WHAT THIS TASK INVOLVES:
Reproduce all entries below verbatim. Skip the pictures.

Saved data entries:
▼

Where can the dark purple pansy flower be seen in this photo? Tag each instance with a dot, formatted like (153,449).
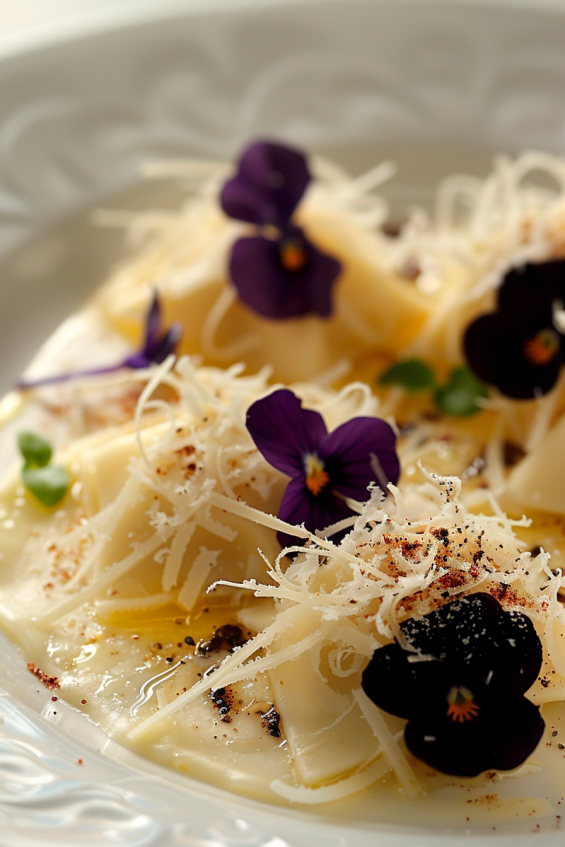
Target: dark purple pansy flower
(324,467)
(157,345)
(520,348)
(278,272)
(463,694)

▲

EXERCISE ANSWER:
Where can the dark purple pansy flower be seen in this photo? Tag each instance with a dot, formatted like (153,449).
Target: dark purple pansy flower
(324,467)
(157,345)
(520,348)
(278,272)
(463,694)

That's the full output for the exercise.